PROBLEM TO SOLVE: Please copy out all of the material below with the requests and their sample forms unchanged, but multiply every point coordinate in the answers by 1.4 and round each result to a whole number, with halves rounding up.

MATERIAL:
• • • •

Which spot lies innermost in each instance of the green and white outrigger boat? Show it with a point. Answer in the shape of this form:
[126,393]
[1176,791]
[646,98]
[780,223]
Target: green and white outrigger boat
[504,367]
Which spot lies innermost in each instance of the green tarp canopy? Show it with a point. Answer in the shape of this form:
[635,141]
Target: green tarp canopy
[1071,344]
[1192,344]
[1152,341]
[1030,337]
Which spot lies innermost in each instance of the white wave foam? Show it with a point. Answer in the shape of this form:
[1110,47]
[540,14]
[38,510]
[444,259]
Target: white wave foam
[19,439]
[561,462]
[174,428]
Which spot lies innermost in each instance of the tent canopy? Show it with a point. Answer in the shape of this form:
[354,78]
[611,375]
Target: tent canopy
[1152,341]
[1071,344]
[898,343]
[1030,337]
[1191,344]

• • • •

RESPONSE:
Which spot lies innermost in each instance of the green and white outrigger boat? Show it with a point. Answer in the shape of this form:
[126,393]
[1176,791]
[646,98]
[780,223]
Target: green and white outrigger boat
[706,514]
Which spot lies innermost in each instance of the green tarp canopy? Show it with a point. Answer in the shape of this form:
[635,141]
Target: green tarp canopy
[1499,482]
[1669,482]
[1613,477]
[1442,472]
Which spot lies innermost in each instance of the white wave foam? Show it with a point. Answer in the shape of this form:
[1110,47]
[540,14]
[38,510]
[444,259]
Target: white wave foam
[27,615]
[785,647]
[244,599]
Which spot lies innermost in each instance of the tent canopy? Show it with a point. Answer in the shape of this form:
[354,78]
[611,375]
Target: tent canopy
[1613,477]
[1499,482]
[1257,480]
[1442,472]
[1667,482]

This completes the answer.